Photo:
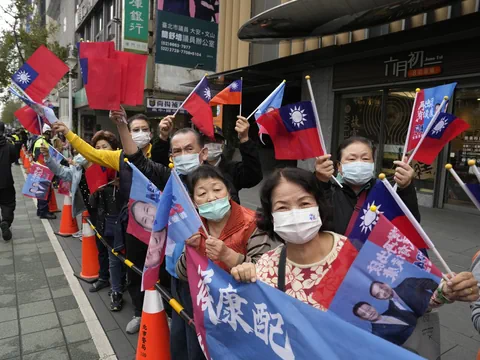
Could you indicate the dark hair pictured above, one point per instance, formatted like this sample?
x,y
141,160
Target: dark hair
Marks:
x,y
204,172
357,306
137,117
373,283
352,140
107,136
200,139
302,178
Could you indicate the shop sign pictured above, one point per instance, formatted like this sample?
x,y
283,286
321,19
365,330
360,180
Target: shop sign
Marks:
x,y
164,106
135,26
187,37
415,64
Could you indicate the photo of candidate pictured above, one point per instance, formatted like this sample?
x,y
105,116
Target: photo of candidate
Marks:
x,y
394,325
413,292
144,214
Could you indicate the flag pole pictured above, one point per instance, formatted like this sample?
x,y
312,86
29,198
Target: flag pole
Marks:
x,y
414,221
427,130
241,96
175,175
472,164
189,96
449,167
417,90
317,120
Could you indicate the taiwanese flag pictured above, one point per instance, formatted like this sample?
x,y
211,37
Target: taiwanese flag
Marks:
x,y
386,205
293,130
39,75
446,128
29,120
416,130
101,74
197,104
231,95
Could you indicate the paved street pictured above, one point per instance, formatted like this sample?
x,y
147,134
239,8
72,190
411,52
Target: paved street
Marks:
x,y
40,315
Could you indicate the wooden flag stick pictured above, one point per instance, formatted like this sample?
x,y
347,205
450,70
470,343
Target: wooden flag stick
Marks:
x,y
414,221
472,164
317,120
472,197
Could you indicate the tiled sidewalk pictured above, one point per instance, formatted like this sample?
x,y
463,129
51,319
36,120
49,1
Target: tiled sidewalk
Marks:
x,y
39,316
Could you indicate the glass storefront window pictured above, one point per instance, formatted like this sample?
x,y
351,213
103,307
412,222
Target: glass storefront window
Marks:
x,y
466,146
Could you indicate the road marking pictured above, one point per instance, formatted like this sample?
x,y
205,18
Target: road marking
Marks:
x,y
99,337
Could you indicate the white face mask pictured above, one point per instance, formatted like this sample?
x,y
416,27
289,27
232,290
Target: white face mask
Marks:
x,y
297,226
141,138
357,172
185,164
214,151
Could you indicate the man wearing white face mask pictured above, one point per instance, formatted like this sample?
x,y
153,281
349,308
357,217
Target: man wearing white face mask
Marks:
x,y
356,172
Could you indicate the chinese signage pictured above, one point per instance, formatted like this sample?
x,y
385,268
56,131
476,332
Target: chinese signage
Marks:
x,y
163,106
187,34
135,26
416,64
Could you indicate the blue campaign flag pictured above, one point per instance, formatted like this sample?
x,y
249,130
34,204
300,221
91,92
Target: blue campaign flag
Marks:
x,y
142,206
257,321
386,205
433,99
384,294
176,211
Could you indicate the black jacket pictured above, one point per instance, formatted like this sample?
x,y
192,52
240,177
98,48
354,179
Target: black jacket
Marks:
x,y
8,156
239,174
343,201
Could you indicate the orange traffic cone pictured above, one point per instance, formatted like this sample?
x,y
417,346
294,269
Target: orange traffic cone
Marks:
x,y
90,265
68,225
52,202
154,336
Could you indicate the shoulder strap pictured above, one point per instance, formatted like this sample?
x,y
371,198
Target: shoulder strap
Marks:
x,y
282,265
356,210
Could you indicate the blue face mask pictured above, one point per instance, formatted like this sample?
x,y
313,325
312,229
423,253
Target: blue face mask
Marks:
x,y
357,172
215,210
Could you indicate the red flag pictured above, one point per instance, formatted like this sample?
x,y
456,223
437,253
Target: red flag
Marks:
x,y
293,130
231,95
29,120
416,130
197,104
446,128
39,75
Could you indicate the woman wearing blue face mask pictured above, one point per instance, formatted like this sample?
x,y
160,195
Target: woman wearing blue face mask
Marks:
x,y
356,170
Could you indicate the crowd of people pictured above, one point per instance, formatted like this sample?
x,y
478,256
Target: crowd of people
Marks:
x,y
291,242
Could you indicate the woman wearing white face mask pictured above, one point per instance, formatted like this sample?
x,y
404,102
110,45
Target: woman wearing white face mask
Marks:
x,y
356,170
294,212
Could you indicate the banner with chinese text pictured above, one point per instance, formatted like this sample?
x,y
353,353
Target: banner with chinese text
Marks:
x,y
187,33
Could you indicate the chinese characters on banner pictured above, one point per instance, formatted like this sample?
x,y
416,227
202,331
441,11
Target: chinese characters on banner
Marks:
x,y
415,65
187,38
135,26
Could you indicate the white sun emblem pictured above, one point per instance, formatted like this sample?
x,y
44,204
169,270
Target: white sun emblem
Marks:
x,y
298,116
369,218
23,77
207,94
442,124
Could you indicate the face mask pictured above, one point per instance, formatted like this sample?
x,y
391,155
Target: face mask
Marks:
x,y
80,160
141,138
185,164
357,173
214,151
297,226
215,210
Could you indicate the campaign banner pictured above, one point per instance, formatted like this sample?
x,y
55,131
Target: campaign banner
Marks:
x,y
256,321
384,294
38,181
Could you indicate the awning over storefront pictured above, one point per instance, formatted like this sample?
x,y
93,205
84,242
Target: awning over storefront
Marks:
x,y
312,18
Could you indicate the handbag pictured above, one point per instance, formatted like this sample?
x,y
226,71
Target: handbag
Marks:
x,y
425,340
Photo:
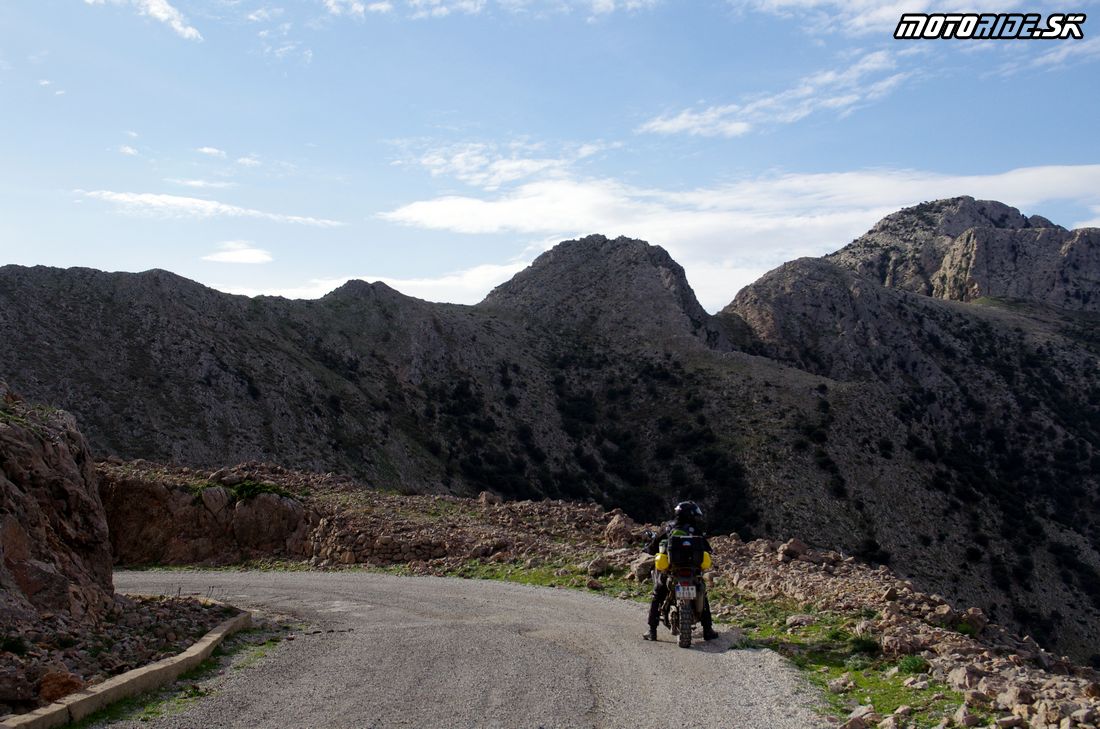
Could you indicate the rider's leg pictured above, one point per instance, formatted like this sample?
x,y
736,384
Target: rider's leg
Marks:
x,y
705,619
660,592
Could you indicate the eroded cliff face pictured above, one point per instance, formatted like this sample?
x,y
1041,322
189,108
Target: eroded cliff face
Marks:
x,y
199,519
54,552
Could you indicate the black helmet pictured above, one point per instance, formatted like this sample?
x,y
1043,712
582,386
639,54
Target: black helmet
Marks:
x,y
689,514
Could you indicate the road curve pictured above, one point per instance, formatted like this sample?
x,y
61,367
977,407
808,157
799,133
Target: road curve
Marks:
x,y
444,652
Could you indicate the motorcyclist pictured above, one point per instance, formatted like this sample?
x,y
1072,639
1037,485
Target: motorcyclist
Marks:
x,y
688,519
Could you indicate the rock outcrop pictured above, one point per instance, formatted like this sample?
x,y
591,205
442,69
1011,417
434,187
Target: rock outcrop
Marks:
x,y
54,553
62,626
965,250
198,519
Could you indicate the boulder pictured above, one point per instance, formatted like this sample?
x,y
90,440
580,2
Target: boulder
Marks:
x,y
792,550
488,498
642,567
56,684
54,550
598,566
620,531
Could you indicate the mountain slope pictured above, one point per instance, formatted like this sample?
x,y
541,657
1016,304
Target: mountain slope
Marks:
x,y
999,400
840,400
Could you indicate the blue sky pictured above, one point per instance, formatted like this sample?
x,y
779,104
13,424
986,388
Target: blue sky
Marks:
x,y
283,147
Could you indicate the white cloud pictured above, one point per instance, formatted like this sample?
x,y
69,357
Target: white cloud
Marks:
x,y
358,9
263,14
488,166
730,233
840,90
200,184
239,252
443,8
160,10
174,206
466,286
1092,222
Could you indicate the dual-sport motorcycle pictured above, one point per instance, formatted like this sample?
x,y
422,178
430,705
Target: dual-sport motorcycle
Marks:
x,y
682,560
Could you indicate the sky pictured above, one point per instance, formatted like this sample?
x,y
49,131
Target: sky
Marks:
x,y
283,147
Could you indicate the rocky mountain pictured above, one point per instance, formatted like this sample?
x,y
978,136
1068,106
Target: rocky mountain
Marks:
x,y
890,400
965,250
54,554
62,626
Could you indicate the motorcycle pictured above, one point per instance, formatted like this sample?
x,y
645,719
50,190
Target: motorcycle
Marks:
x,y
683,604
683,570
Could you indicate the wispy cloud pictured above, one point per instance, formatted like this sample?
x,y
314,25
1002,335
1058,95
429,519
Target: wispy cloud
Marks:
x,y
264,14
158,10
174,206
356,8
840,91
729,234
201,184
491,165
420,9
239,252
277,43
466,286
865,17
443,8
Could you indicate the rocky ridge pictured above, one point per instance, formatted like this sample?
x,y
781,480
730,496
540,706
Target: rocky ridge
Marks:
x,y
878,419
964,250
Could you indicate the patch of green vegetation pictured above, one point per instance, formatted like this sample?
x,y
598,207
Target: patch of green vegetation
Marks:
x,y
829,648
547,574
241,651
246,489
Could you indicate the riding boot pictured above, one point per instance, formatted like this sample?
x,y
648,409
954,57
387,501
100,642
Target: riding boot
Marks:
x,y
707,623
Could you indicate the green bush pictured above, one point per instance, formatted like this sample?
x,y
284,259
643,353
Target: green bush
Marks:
x,y
913,664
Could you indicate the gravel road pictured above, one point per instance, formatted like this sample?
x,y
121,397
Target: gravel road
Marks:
x,y
444,652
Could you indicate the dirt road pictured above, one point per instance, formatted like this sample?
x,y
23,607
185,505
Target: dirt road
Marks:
x,y
439,652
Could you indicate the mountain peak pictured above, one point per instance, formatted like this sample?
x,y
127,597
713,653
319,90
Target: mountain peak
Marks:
x,y
964,249
615,286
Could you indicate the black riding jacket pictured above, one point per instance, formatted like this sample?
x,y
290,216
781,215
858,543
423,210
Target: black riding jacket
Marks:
x,y
655,543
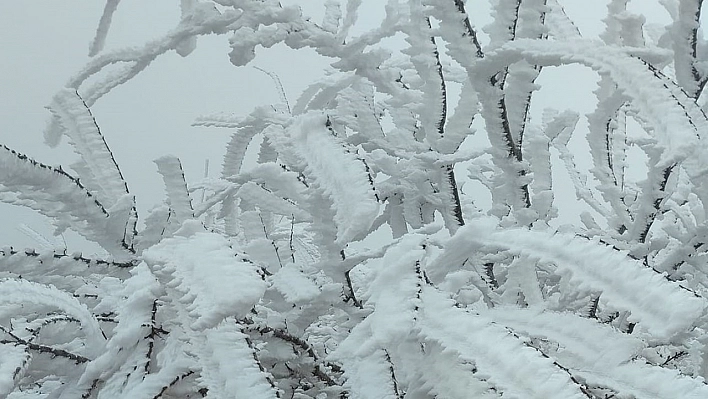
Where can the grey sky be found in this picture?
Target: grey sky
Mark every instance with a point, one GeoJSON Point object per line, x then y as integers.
{"type": "Point", "coordinates": [44, 42]}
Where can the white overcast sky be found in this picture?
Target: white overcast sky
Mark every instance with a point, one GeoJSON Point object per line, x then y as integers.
{"type": "Point", "coordinates": [44, 42]}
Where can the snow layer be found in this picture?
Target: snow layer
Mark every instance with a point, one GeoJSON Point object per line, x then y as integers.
{"type": "Point", "coordinates": [339, 173]}
{"type": "Point", "coordinates": [211, 280]}
{"type": "Point", "coordinates": [660, 307]}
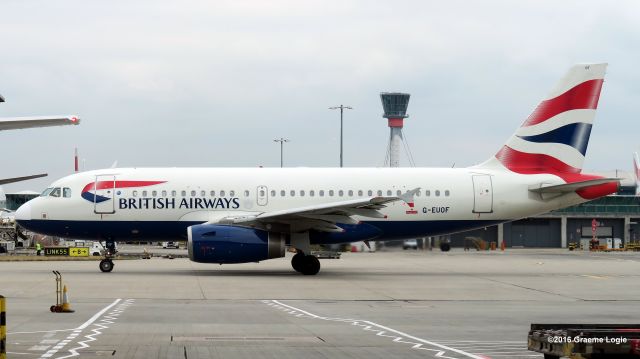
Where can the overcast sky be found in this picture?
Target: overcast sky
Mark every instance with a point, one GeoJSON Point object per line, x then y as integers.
{"type": "Point", "coordinates": [212, 83]}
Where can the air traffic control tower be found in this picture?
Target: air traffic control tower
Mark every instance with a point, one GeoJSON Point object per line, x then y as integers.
{"type": "Point", "coordinates": [395, 110]}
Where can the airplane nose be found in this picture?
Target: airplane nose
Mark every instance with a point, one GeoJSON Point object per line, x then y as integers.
{"type": "Point", "coordinates": [24, 212]}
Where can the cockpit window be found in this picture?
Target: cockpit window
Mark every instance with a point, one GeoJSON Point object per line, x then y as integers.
{"type": "Point", "coordinates": [55, 192]}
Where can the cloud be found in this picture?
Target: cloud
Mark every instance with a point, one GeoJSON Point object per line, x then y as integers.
{"type": "Point", "coordinates": [211, 83]}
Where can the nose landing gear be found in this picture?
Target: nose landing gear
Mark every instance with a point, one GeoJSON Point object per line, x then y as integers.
{"type": "Point", "coordinates": [106, 265]}
{"type": "Point", "coordinates": [305, 264]}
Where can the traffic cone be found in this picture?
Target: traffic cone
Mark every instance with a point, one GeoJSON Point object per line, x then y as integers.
{"type": "Point", "coordinates": [66, 307]}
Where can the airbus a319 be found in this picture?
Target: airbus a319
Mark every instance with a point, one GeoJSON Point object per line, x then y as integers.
{"type": "Point", "coordinates": [236, 215]}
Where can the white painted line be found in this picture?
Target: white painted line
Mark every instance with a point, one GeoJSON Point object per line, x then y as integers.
{"type": "Point", "coordinates": [79, 329]}
{"type": "Point", "coordinates": [39, 348]}
{"type": "Point", "coordinates": [102, 324]}
{"type": "Point", "coordinates": [43, 331]}
{"type": "Point", "coordinates": [382, 332]}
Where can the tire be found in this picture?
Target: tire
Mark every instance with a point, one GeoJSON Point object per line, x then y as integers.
{"type": "Point", "coordinates": [310, 266]}
{"type": "Point", "coordinates": [297, 262]}
{"type": "Point", "coordinates": [106, 265]}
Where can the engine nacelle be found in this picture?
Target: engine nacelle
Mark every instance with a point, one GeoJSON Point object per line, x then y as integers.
{"type": "Point", "coordinates": [212, 243]}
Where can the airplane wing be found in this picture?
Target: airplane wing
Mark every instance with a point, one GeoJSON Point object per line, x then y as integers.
{"type": "Point", "coordinates": [322, 217]}
{"type": "Point", "coordinates": [18, 179]}
{"type": "Point", "coordinates": [571, 187]}
{"type": "Point", "coordinates": [14, 123]}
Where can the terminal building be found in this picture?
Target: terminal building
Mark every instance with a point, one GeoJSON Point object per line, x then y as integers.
{"type": "Point", "coordinates": [615, 216]}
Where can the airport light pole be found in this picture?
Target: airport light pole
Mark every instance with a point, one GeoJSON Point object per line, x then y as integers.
{"type": "Point", "coordinates": [282, 141]}
{"type": "Point", "coordinates": [342, 108]}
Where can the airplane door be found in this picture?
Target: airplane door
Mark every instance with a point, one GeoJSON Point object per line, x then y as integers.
{"type": "Point", "coordinates": [482, 194]}
{"type": "Point", "coordinates": [104, 194]}
{"type": "Point", "coordinates": [263, 196]}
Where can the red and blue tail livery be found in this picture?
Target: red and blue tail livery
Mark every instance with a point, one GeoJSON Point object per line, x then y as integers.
{"type": "Point", "coordinates": [236, 215]}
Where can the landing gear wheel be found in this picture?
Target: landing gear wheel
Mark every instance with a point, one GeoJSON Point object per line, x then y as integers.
{"type": "Point", "coordinates": [106, 265]}
{"type": "Point", "coordinates": [310, 265]}
{"type": "Point", "coordinates": [297, 261]}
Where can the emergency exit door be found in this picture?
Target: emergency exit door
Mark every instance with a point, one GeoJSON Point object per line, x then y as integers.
{"type": "Point", "coordinates": [482, 194]}
{"type": "Point", "coordinates": [104, 194]}
{"type": "Point", "coordinates": [262, 196]}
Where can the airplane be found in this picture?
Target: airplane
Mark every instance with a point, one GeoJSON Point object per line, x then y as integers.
{"type": "Point", "coordinates": [239, 215]}
{"type": "Point", "coordinates": [15, 123]}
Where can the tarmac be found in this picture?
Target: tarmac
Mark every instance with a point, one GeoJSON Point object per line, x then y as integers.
{"type": "Point", "coordinates": [388, 304]}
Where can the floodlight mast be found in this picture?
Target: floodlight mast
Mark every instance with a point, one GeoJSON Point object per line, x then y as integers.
{"type": "Point", "coordinates": [342, 108]}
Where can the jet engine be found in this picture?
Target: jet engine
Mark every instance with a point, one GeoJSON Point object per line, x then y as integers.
{"type": "Point", "coordinates": [212, 243]}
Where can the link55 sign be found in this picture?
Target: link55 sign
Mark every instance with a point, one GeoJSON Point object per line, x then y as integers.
{"type": "Point", "coordinates": [56, 251]}
{"type": "Point", "coordinates": [79, 251]}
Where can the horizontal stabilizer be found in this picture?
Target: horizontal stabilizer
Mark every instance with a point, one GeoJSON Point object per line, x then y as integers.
{"type": "Point", "coordinates": [570, 187]}
{"type": "Point", "coordinates": [18, 179]}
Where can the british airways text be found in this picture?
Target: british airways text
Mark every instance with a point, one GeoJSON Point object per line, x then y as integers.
{"type": "Point", "coordinates": [173, 203]}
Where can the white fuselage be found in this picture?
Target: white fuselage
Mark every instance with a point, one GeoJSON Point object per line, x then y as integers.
{"type": "Point", "coordinates": [449, 200]}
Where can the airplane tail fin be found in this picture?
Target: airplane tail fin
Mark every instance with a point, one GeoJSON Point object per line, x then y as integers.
{"type": "Point", "coordinates": [636, 171]}
{"type": "Point", "coordinates": [554, 138]}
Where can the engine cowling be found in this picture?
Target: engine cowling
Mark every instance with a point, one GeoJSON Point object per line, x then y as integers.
{"type": "Point", "coordinates": [212, 243]}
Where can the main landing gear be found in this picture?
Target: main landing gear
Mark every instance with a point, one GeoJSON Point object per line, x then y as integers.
{"type": "Point", "coordinates": [305, 264]}
{"type": "Point", "coordinates": [106, 265]}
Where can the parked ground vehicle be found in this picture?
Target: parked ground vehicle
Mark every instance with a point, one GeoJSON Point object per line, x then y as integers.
{"type": "Point", "coordinates": [410, 244]}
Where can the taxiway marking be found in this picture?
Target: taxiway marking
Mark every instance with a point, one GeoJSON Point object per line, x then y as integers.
{"type": "Point", "coordinates": [399, 337]}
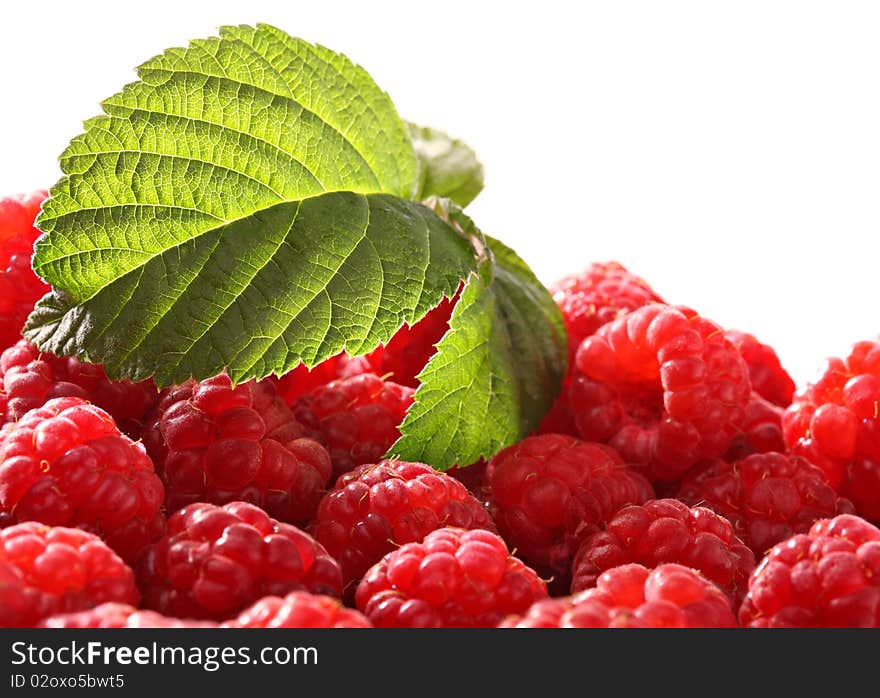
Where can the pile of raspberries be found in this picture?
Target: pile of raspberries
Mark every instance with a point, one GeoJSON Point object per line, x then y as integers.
{"type": "Point", "coordinates": [680, 480]}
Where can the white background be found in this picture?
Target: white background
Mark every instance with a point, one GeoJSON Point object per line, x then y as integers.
{"type": "Point", "coordinates": [729, 152]}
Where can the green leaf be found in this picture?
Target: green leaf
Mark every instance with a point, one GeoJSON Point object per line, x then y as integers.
{"type": "Point", "coordinates": [496, 371]}
{"type": "Point", "coordinates": [447, 166]}
{"type": "Point", "coordinates": [239, 207]}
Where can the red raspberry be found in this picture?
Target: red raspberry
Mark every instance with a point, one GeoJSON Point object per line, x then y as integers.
{"type": "Point", "coordinates": [549, 491]}
{"type": "Point", "coordinates": [665, 530]}
{"type": "Point", "coordinates": [20, 288]}
{"type": "Point", "coordinates": [760, 430]}
{"type": "Point", "coordinates": [409, 350]}
{"type": "Point", "coordinates": [378, 507]}
{"type": "Point", "coordinates": [29, 377]}
{"type": "Point", "coordinates": [828, 578]}
{"type": "Point", "coordinates": [214, 561]}
{"type": "Point", "coordinates": [215, 443]}
{"type": "Point", "coordinates": [299, 609]}
{"type": "Point", "coordinates": [66, 464]}
{"type": "Point", "coordinates": [452, 579]}
{"type": "Point", "coordinates": [599, 294]}
{"type": "Point", "coordinates": [663, 387]}
{"type": "Point", "coordinates": [631, 596]}
{"type": "Point", "coordinates": [48, 570]}
{"type": "Point", "coordinates": [834, 422]}
{"type": "Point", "coordinates": [768, 378]}
{"type": "Point", "coordinates": [768, 497]}
{"type": "Point", "coordinates": [302, 380]}
{"type": "Point", "coordinates": [596, 296]}
{"type": "Point", "coordinates": [357, 418]}
{"type": "Point", "coordinates": [120, 615]}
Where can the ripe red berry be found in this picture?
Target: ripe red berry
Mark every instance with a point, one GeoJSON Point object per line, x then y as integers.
{"type": "Point", "coordinates": [666, 530]}
{"type": "Point", "coordinates": [29, 377]}
{"type": "Point", "coordinates": [120, 615]}
{"type": "Point", "coordinates": [452, 579]}
{"type": "Point", "coordinates": [663, 387]}
{"type": "Point", "coordinates": [409, 350]}
{"type": "Point", "coordinates": [48, 570]}
{"type": "Point", "coordinates": [768, 497]}
{"type": "Point", "coordinates": [632, 596]}
{"type": "Point", "coordinates": [299, 609]}
{"type": "Point", "coordinates": [66, 464]}
{"type": "Point", "coordinates": [356, 418]}
{"type": "Point", "coordinates": [215, 443]}
{"type": "Point", "coordinates": [588, 300]}
{"type": "Point", "coordinates": [302, 380]}
{"type": "Point", "coordinates": [20, 288]}
{"type": "Point", "coordinates": [378, 507]}
{"type": "Point", "coordinates": [214, 561]}
{"type": "Point", "coordinates": [834, 422]}
{"type": "Point", "coordinates": [549, 491]}
{"type": "Point", "coordinates": [760, 430]}
{"type": "Point", "coordinates": [827, 578]}
{"type": "Point", "coordinates": [768, 378]}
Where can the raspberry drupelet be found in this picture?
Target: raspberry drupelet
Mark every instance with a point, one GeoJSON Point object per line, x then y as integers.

━━━━━━━━━━

▶ _Exercise aim_
The lines to quote run from the one containing "Where can the raspberry" through the final line of the material above; please give them exactly, both ends included, and nothing else.

▶ _Response to the exercise_
Where can the raspberry drupelet be found in this picture?
Target: raspberry drupelet
Mark every instance with a point, one GeoJSON Point object per line, x then y as integers.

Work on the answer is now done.